*WHAT YOU ARE ASKED TO DO:*
No pictures, please. Copy exactly the lines from the one with "# locate blue and" through the final line below.

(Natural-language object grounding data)
_____

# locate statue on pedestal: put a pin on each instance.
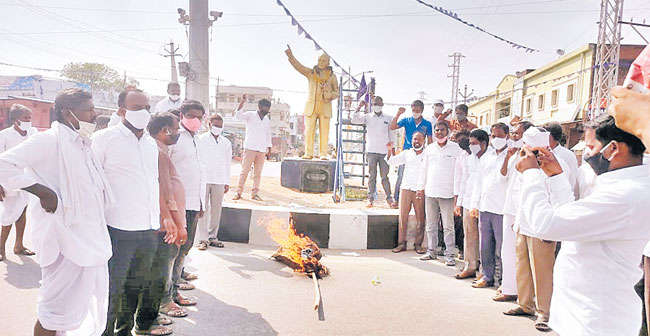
(323, 88)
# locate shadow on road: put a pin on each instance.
(25, 275)
(220, 318)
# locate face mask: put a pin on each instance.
(192, 125)
(85, 129)
(598, 162)
(464, 144)
(499, 143)
(174, 137)
(138, 119)
(25, 125)
(475, 149)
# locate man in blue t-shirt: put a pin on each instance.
(410, 124)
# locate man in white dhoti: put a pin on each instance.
(69, 229)
(603, 235)
(14, 203)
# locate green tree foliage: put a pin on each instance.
(98, 76)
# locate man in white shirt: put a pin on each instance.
(562, 152)
(172, 101)
(487, 200)
(14, 203)
(436, 182)
(478, 145)
(69, 228)
(412, 160)
(129, 156)
(186, 156)
(586, 177)
(216, 156)
(257, 144)
(603, 235)
(378, 138)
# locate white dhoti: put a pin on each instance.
(73, 299)
(508, 257)
(13, 206)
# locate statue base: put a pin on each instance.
(309, 176)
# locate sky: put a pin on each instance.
(404, 43)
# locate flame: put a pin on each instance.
(291, 243)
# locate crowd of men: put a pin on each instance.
(119, 204)
(562, 242)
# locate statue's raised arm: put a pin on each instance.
(305, 71)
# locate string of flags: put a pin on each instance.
(301, 31)
(455, 17)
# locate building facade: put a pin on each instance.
(559, 91)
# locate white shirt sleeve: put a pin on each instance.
(424, 170)
(601, 216)
(478, 185)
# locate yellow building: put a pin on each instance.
(559, 91)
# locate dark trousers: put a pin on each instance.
(133, 286)
(166, 257)
(191, 218)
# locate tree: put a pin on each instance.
(98, 76)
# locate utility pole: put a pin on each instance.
(455, 76)
(171, 52)
(465, 95)
(607, 55)
(198, 77)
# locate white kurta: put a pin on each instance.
(72, 251)
(603, 236)
(15, 201)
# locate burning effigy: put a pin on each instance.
(297, 251)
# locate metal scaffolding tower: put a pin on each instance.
(607, 55)
(455, 76)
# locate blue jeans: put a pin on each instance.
(491, 237)
(398, 184)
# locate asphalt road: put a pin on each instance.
(241, 292)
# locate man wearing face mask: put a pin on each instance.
(173, 100)
(216, 156)
(69, 235)
(186, 156)
(461, 122)
(603, 235)
(410, 125)
(379, 137)
(478, 145)
(129, 157)
(15, 203)
(164, 128)
(412, 159)
(487, 204)
(586, 177)
(257, 144)
(438, 182)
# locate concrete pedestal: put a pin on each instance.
(313, 176)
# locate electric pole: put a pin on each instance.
(455, 76)
(171, 52)
(197, 83)
(607, 55)
(465, 95)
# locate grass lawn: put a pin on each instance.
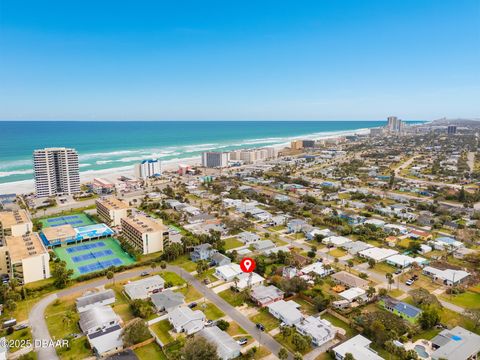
(207, 275)
(185, 263)
(467, 300)
(306, 307)
(262, 352)
(190, 293)
(384, 268)
(349, 332)
(337, 253)
(150, 352)
(55, 315)
(79, 349)
(121, 305)
(169, 276)
(20, 335)
(395, 292)
(232, 243)
(211, 311)
(287, 342)
(427, 335)
(235, 329)
(266, 319)
(161, 330)
(231, 297)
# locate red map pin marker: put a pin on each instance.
(247, 264)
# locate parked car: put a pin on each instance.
(242, 341)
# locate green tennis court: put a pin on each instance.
(76, 220)
(93, 256)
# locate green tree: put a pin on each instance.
(61, 275)
(283, 354)
(429, 317)
(198, 348)
(135, 332)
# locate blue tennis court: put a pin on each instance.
(93, 256)
(83, 247)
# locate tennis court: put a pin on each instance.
(76, 220)
(93, 256)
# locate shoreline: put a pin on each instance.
(112, 174)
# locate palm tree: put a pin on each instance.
(389, 277)
(67, 318)
(110, 276)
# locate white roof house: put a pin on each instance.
(448, 276)
(359, 347)
(249, 280)
(321, 331)
(98, 318)
(336, 240)
(227, 347)
(184, 319)
(375, 222)
(403, 261)
(353, 294)
(286, 311)
(377, 254)
(144, 288)
(316, 268)
(456, 344)
(228, 272)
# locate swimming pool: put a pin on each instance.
(420, 349)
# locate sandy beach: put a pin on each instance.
(112, 174)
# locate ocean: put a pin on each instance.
(118, 145)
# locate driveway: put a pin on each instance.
(40, 329)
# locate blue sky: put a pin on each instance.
(167, 60)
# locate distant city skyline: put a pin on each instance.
(216, 60)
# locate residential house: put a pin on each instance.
(349, 280)
(447, 277)
(184, 319)
(227, 347)
(228, 272)
(286, 311)
(103, 329)
(202, 252)
(144, 288)
(91, 299)
(456, 344)
(167, 300)
(320, 331)
(399, 308)
(358, 346)
(248, 237)
(265, 295)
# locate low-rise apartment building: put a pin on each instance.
(112, 210)
(25, 258)
(14, 223)
(144, 233)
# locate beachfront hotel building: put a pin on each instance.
(25, 258)
(111, 210)
(148, 168)
(249, 156)
(215, 159)
(144, 233)
(14, 223)
(56, 172)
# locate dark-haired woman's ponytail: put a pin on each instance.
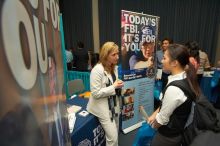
(192, 79)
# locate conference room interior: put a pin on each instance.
(99, 21)
(44, 100)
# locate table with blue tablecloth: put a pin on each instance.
(87, 130)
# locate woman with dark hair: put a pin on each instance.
(193, 48)
(171, 117)
(159, 56)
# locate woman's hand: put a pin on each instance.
(118, 84)
(151, 119)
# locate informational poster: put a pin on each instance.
(32, 100)
(139, 34)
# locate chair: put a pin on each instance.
(75, 86)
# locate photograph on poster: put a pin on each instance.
(128, 91)
(128, 112)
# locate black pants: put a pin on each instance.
(160, 140)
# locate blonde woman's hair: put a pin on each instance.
(104, 52)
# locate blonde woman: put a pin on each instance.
(104, 84)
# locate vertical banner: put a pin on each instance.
(139, 34)
(32, 100)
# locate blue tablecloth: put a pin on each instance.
(87, 130)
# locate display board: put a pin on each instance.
(138, 65)
(32, 99)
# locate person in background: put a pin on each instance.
(69, 59)
(203, 64)
(81, 57)
(105, 91)
(171, 117)
(159, 54)
(193, 48)
(146, 59)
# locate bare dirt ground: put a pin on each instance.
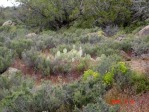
(128, 103)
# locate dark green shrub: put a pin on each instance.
(141, 45)
(140, 83)
(6, 58)
(106, 62)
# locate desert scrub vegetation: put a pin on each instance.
(86, 41)
(23, 96)
(6, 58)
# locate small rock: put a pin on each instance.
(144, 31)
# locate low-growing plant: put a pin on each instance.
(6, 58)
(90, 73)
(20, 45)
(140, 45)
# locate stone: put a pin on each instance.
(144, 31)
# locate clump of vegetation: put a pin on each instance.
(6, 58)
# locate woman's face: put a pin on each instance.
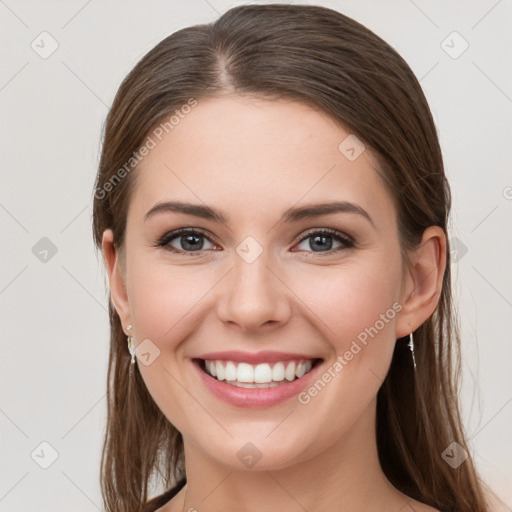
(271, 281)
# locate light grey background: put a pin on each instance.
(54, 324)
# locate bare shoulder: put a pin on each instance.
(416, 506)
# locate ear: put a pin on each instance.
(116, 278)
(423, 280)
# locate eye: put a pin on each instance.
(188, 240)
(323, 241)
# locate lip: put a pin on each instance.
(254, 357)
(256, 397)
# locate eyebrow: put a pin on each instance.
(290, 215)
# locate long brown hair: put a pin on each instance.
(321, 57)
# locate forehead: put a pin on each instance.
(258, 157)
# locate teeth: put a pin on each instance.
(260, 375)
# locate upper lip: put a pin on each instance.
(255, 357)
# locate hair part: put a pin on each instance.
(327, 60)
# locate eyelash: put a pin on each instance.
(348, 242)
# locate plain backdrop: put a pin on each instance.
(61, 65)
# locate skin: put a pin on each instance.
(253, 159)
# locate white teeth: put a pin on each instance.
(260, 375)
(220, 370)
(231, 372)
(278, 372)
(245, 373)
(290, 371)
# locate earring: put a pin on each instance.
(131, 345)
(411, 346)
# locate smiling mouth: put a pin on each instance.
(264, 375)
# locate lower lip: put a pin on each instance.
(255, 397)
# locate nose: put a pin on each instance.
(254, 296)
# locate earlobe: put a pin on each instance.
(424, 281)
(116, 279)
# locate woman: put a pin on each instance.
(272, 209)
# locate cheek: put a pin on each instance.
(163, 298)
(356, 302)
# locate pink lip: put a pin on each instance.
(255, 397)
(254, 357)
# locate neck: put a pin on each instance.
(345, 475)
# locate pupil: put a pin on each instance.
(321, 240)
(193, 242)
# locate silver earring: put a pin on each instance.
(411, 346)
(131, 345)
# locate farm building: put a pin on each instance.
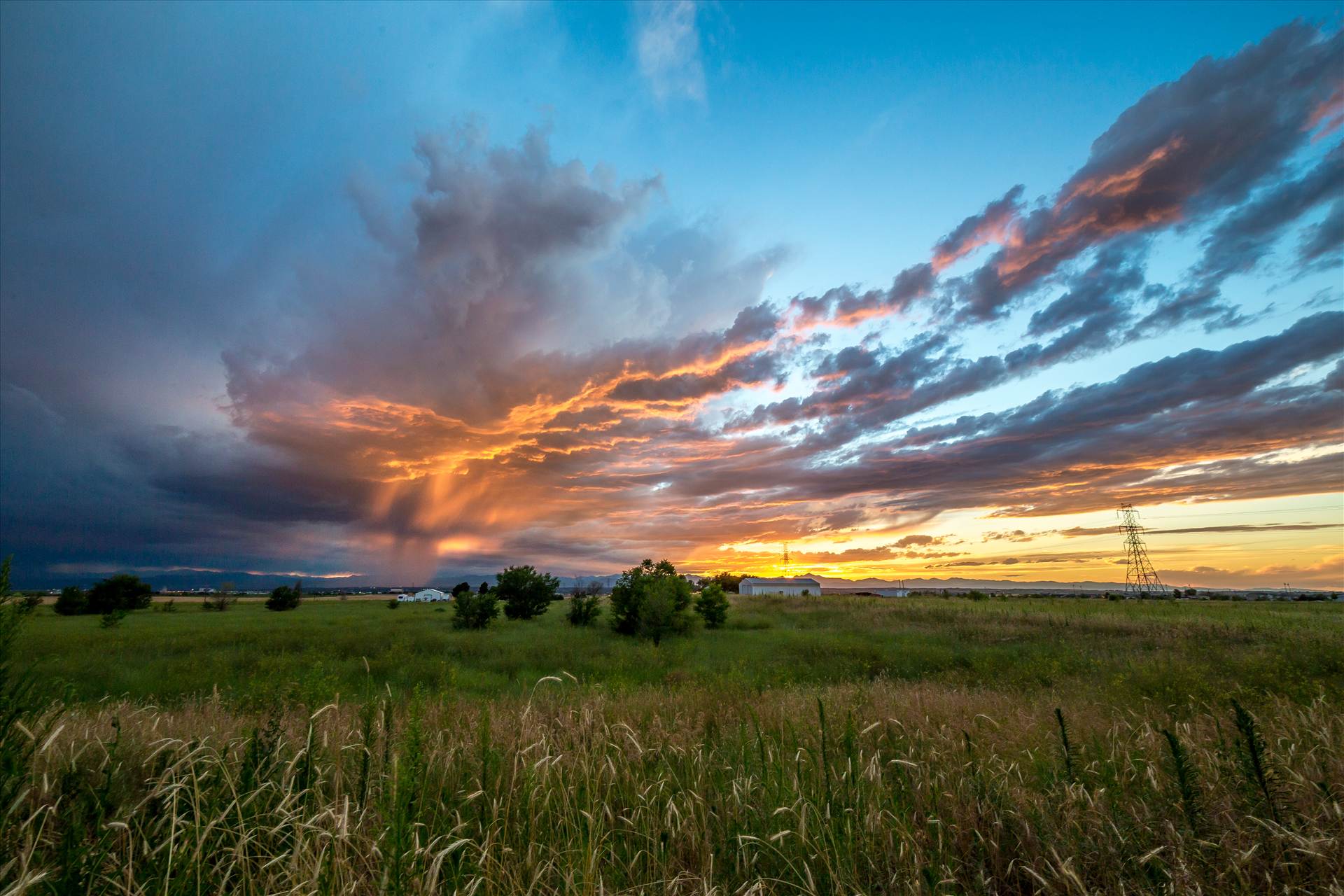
(792, 587)
(425, 596)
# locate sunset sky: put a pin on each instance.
(402, 292)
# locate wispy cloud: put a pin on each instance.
(668, 45)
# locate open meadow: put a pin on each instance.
(812, 746)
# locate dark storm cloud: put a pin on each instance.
(507, 356)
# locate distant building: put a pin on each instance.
(425, 596)
(788, 587)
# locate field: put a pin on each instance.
(827, 746)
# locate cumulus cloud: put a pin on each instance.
(530, 359)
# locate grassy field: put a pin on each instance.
(1167, 652)
(838, 746)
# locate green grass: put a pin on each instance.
(830, 746)
(1166, 652)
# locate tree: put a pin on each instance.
(587, 605)
(121, 592)
(651, 601)
(713, 606)
(73, 602)
(475, 610)
(286, 597)
(526, 593)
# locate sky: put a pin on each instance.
(387, 293)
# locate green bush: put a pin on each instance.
(118, 593)
(651, 601)
(286, 597)
(475, 610)
(526, 593)
(713, 606)
(585, 608)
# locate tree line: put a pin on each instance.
(650, 601)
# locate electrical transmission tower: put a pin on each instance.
(1140, 577)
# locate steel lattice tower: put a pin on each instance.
(1140, 577)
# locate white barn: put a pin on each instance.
(425, 596)
(790, 587)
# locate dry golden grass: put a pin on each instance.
(875, 788)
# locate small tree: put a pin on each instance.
(475, 610)
(587, 605)
(73, 602)
(713, 606)
(526, 593)
(651, 601)
(121, 592)
(286, 597)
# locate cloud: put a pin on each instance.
(505, 356)
(668, 45)
(1210, 530)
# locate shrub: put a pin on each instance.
(651, 601)
(587, 605)
(713, 606)
(71, 602)
(286, 597)
(475, 610)
(526, 593)
(118, 593)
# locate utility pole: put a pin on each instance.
(1140, 578)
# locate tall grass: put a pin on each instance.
(1123, 652)
(924, 789)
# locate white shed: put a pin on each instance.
(790, 587)
(424, 596)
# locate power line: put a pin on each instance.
(1140, 577)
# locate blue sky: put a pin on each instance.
(200, 200)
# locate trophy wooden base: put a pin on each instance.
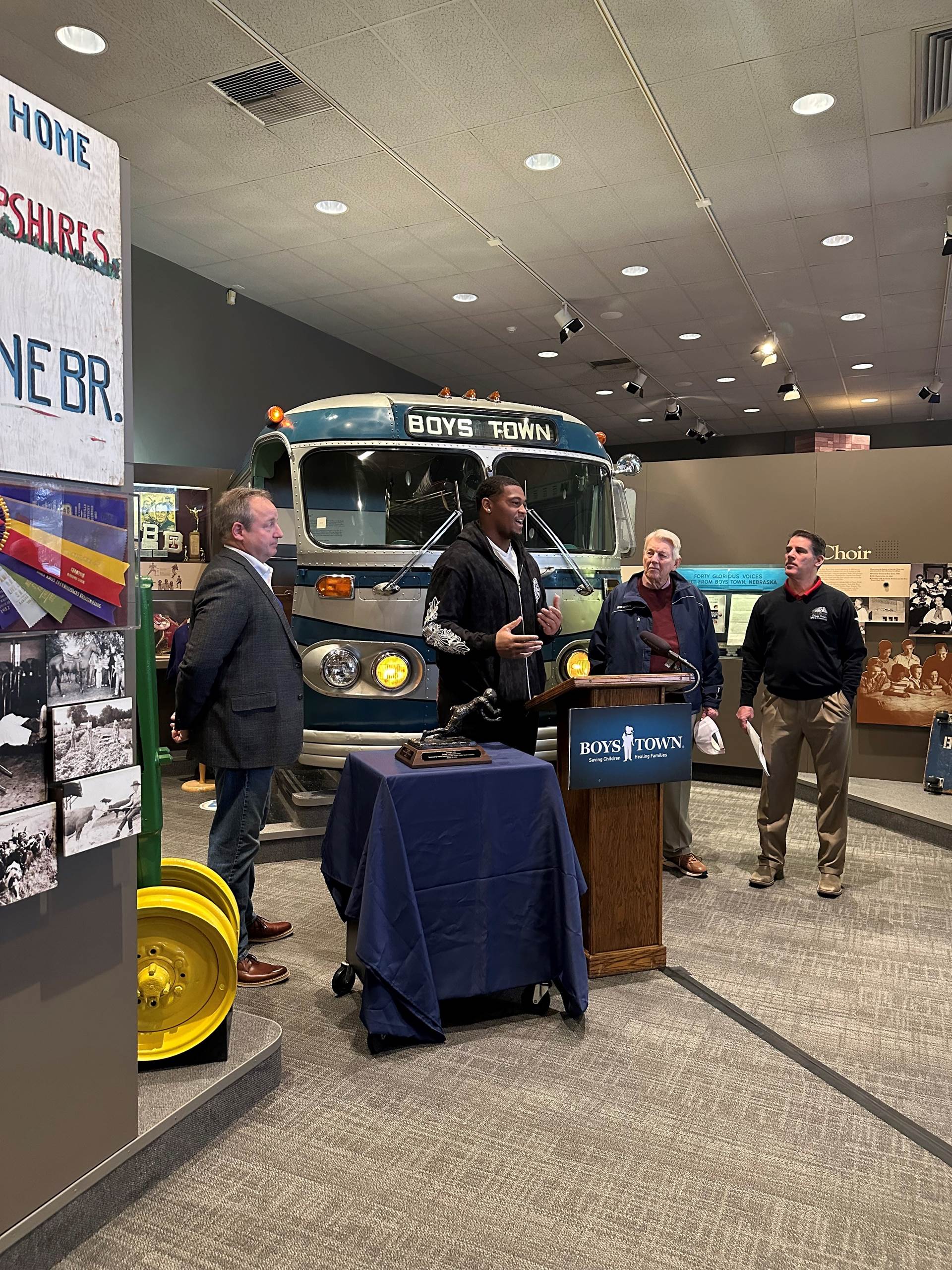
(416, 754)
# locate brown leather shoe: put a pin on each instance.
(266, 933)
(258, 974)
(688, 865)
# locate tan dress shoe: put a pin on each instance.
(258, 974)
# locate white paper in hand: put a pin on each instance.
(758, 749)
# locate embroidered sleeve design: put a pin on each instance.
(441, 636)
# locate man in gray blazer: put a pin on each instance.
(239, 704)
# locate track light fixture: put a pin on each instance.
(569, 324)
(790, 390)
(931, 391)
(766, 352)
(636, 385)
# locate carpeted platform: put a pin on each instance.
(658, 1135)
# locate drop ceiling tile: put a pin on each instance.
(912, 271)
(465, 171)
(476, 89)
(746, 192)
(370, 82)
(662, 209)
(621, 136)
(715, 116)
(665, 37)
(857, 221)
(545, 132)
(296, 26)
(829, 67)
(569, 55)
(826, 178)
(910, 225)
(789, 27)
(193, 219)
(910, 162)
(160, 241)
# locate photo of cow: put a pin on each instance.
(85, 666)
(27, 853)
(92, 738)
(101, 810)
(22, 723)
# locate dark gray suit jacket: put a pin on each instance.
(239, 689)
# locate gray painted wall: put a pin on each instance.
(206, 373)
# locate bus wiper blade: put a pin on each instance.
(584, 587)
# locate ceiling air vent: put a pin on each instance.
(611, 361)
(933, 75)
(271, 93)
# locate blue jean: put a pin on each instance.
(241, 795)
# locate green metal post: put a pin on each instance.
(150, 752)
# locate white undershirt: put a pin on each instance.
(258, 566)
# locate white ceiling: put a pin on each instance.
(461, 93)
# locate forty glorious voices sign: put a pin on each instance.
(61, 390)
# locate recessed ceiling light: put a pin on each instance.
(80, 40)
(813, 103)
(542, 162)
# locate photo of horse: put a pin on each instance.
(85, 666)
(27, 853)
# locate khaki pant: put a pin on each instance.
(824, 723)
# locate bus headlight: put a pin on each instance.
(574, 661)
(341, 667)
(390, 671)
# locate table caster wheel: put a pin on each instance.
(536, 999)
(343, 981)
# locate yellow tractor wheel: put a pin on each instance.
(187, 971)
(191, 876)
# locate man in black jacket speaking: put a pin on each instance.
(488, 619)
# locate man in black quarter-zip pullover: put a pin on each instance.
(488, 619)
(805, 640)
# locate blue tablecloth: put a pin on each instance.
(464, 882)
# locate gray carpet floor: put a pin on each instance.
(654, 1135)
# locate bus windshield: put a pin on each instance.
(574, 498)
(395, 498)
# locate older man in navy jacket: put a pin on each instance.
(659, 600)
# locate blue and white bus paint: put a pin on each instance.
(362, 484)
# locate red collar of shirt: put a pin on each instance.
(804, 595)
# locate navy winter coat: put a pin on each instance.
(616, 647)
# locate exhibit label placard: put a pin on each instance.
(61, 347)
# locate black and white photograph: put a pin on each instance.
(931, 600)
(85, 666)
(101, 810)
(22, 723)
(27, 853)
(91, 738)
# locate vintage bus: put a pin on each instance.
(371, 489)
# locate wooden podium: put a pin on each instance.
(617, 832)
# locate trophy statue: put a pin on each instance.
(194, 540)
(447, 747)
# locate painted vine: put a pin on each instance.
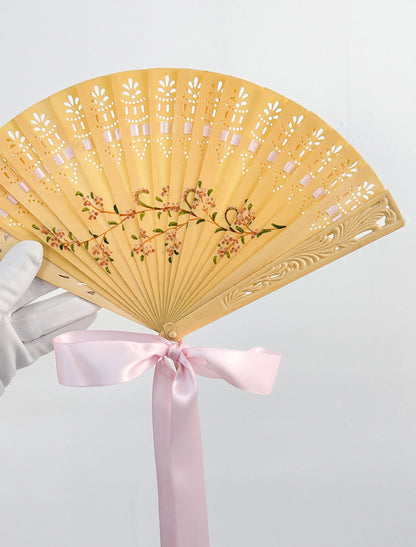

_____

*RESPONSE FOR THIS EXERCISE:*
# locate blue and white bus paint: put a pin on each instance.
(362, 484)
# locate red collar of shirt: put a pin on each instance.
(804, 595)
# locate navy winter coat: put a pin on each instance.
(616, 647)
# locate exhibit label placard: put a pin on each instance.
(61, 347)
# locate black and white photograph: put a pin on each instance.
(931, 600)
(85, 666)
(101, 810)
(22, 723)
(27, 853)
(91, 738)
# locate vintage bus: put a pin on each instance.
(371, 489)
# locate wooden podium: put a pin on each instance.
(617, 832)
# locate trophy statue: put a pin on each instance.
(194, 540)
(447, 747)
# locate painted vine: put a pin on each instance.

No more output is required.